** Try it **
Starting at the line that contains "Place a point on every instance of the olive", transcribe every remaining line of the entries exactly, including the last one.

** Input **
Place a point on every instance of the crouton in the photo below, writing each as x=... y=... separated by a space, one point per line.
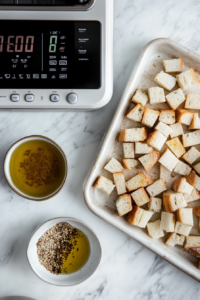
x=140 y=180
x=104 y=184
x=173 y=65
x=156 y=95
x=174 y=99
x=136 y=113
x=149 y=117
x=165 y=80
x=156 y=140
x=124 y=204
x=140 y=98
x=187 y=79
x=149 y=160
x=176 y=147
x=168 y=160
x=119 y=181
x=113 y=166
x=140 y=197
x=133 y=135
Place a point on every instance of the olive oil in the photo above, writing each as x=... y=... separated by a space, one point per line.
x=79 y=254
x=37 y=168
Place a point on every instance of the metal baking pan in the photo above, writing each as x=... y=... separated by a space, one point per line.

** Your response **
Place a point on every instance of the olive oil in the photo above, writing each as x=... y=... separated by a space, one point per line.
x=79 y=254
x=37 y=168
Place a point on every instance of the metal baking pan in the photo above, writing each as x=... y=... separated by a space, one point per line.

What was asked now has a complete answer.